Work to complete
Please return every line of the records below that contains the word "window". Case counts.

-=-=-

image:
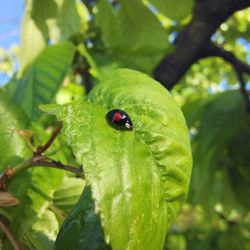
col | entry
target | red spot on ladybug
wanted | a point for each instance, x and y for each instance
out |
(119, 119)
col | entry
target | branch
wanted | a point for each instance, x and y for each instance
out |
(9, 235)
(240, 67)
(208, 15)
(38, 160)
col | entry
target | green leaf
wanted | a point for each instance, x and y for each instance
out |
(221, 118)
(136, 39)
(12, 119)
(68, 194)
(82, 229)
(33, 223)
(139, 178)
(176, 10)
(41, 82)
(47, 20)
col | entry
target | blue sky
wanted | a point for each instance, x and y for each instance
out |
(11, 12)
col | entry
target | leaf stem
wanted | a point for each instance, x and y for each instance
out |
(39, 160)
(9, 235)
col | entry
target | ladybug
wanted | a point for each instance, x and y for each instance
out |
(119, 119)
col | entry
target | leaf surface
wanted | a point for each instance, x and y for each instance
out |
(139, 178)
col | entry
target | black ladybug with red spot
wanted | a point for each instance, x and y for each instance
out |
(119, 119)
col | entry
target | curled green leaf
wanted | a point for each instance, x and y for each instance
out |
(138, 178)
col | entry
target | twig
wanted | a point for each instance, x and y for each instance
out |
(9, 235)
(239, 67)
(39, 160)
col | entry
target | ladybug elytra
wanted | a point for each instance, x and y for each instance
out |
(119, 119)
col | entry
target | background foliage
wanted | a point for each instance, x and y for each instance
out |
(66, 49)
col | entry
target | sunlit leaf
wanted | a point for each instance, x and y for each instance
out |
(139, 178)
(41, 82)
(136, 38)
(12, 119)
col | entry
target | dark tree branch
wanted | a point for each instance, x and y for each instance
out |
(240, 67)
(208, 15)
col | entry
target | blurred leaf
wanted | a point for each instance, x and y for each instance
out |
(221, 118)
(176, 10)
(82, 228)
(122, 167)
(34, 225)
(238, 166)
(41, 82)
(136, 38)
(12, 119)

-=-=-

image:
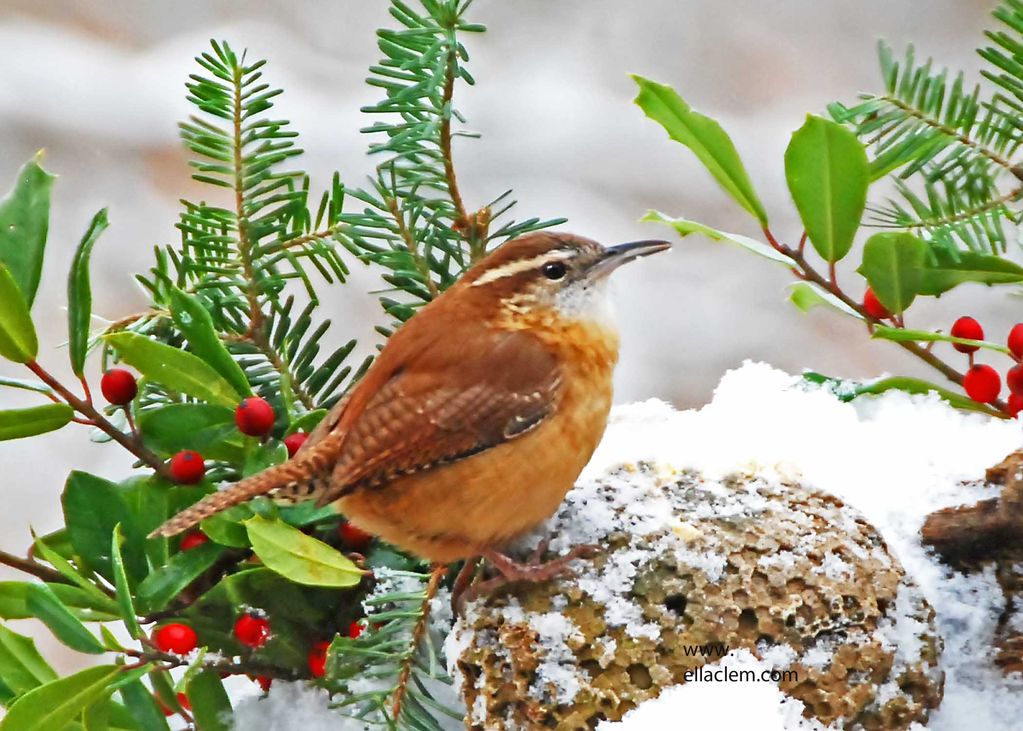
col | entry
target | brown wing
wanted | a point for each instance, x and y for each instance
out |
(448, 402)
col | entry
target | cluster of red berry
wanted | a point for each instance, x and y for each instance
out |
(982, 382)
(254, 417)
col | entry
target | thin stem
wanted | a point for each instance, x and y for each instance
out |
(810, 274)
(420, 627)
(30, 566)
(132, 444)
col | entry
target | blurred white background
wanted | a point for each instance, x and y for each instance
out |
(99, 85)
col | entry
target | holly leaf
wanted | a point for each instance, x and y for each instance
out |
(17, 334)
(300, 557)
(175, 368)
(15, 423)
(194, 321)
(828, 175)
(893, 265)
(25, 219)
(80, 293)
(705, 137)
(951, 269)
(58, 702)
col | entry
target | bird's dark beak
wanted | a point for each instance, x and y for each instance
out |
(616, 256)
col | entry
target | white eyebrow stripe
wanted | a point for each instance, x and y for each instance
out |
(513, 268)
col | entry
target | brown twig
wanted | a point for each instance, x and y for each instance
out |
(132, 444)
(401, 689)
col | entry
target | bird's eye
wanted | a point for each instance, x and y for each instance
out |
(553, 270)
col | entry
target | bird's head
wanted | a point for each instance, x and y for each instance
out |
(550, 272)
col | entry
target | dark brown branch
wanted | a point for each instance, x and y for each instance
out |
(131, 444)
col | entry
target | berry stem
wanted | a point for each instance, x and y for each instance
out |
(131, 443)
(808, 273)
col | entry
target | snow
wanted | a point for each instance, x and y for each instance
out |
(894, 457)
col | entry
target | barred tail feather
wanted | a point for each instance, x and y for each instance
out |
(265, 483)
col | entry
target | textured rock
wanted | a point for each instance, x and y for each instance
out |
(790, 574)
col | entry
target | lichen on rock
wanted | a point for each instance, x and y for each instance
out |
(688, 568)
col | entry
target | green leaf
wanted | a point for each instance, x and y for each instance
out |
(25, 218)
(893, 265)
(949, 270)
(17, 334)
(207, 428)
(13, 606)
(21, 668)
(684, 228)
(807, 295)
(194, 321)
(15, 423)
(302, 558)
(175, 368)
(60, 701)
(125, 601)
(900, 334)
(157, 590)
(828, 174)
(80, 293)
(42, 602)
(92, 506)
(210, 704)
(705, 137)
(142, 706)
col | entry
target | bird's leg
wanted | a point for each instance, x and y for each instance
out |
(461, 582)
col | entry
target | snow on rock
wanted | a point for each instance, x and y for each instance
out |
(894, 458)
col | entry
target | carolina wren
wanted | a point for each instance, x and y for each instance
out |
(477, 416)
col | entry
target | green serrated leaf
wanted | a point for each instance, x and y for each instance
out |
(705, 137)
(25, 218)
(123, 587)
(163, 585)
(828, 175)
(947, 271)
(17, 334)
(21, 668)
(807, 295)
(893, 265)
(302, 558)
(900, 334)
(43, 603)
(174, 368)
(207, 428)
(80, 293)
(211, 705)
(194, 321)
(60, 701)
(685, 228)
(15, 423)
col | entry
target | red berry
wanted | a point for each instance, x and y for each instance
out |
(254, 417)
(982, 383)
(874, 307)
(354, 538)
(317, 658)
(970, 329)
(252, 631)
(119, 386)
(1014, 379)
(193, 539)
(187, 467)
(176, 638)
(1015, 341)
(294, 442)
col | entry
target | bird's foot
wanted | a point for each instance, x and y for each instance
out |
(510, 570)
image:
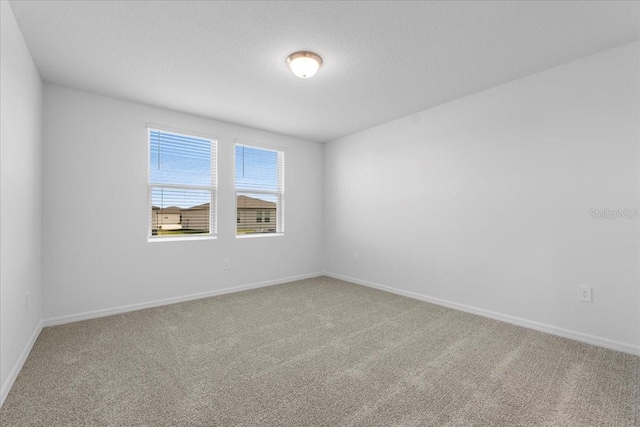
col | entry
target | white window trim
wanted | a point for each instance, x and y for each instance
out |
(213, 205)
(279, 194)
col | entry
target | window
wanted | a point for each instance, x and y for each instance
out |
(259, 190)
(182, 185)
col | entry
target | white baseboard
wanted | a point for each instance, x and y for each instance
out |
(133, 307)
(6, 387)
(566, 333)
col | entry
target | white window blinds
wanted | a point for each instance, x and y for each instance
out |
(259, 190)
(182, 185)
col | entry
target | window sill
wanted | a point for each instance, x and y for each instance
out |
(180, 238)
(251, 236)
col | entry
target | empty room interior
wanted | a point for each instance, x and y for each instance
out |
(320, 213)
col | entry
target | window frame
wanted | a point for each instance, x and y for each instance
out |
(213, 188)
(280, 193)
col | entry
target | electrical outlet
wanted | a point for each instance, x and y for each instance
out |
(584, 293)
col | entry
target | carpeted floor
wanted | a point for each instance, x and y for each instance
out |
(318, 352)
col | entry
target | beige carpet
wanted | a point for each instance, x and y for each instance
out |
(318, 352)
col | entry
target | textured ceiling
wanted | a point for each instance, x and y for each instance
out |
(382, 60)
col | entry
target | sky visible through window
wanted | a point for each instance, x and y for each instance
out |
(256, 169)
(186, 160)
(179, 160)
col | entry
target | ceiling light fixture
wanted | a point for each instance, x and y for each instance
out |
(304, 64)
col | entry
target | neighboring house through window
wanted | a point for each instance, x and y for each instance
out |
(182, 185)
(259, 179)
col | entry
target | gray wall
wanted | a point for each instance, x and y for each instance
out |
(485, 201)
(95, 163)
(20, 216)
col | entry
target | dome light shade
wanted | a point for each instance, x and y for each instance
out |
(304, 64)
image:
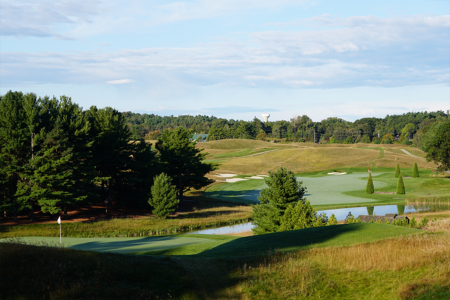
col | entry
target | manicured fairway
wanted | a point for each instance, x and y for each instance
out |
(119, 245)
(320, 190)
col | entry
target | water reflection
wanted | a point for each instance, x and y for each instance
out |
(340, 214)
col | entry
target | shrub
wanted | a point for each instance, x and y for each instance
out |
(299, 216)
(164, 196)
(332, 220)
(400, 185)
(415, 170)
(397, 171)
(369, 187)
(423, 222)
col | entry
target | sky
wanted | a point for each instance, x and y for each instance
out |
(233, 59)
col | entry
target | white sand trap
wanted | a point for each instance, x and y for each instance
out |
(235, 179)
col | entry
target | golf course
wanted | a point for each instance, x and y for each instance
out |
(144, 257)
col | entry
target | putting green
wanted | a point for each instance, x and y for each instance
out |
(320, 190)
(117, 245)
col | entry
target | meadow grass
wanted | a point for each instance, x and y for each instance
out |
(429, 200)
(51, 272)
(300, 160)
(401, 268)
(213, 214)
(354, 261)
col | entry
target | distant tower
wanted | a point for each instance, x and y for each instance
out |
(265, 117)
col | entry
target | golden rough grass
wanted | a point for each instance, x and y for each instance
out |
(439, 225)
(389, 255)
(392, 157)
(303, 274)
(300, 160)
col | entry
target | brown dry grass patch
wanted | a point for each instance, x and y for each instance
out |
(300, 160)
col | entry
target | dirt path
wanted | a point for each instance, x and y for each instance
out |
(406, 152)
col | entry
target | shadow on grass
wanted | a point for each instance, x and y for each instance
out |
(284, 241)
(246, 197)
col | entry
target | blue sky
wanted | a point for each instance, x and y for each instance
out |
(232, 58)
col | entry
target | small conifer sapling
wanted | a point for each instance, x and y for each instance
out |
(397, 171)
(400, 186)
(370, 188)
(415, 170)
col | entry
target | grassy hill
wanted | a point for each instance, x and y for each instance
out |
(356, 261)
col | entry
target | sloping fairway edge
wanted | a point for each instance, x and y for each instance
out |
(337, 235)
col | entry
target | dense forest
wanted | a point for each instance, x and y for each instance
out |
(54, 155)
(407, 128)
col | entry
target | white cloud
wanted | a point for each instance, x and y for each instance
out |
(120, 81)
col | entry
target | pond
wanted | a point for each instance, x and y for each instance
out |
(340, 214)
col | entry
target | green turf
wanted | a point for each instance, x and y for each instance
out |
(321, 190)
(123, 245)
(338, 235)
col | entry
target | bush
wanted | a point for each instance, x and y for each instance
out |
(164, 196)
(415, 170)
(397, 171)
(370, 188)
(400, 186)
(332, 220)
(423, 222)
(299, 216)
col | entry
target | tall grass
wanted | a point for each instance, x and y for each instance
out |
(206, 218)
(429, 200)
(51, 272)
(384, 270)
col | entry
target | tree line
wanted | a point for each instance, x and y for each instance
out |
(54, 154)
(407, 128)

-=-=-

Worked answer
target | white window trim
target | window
target | white window blinds
target | window sill
target | window frame
target | sky visible through window
target | neighboring house through window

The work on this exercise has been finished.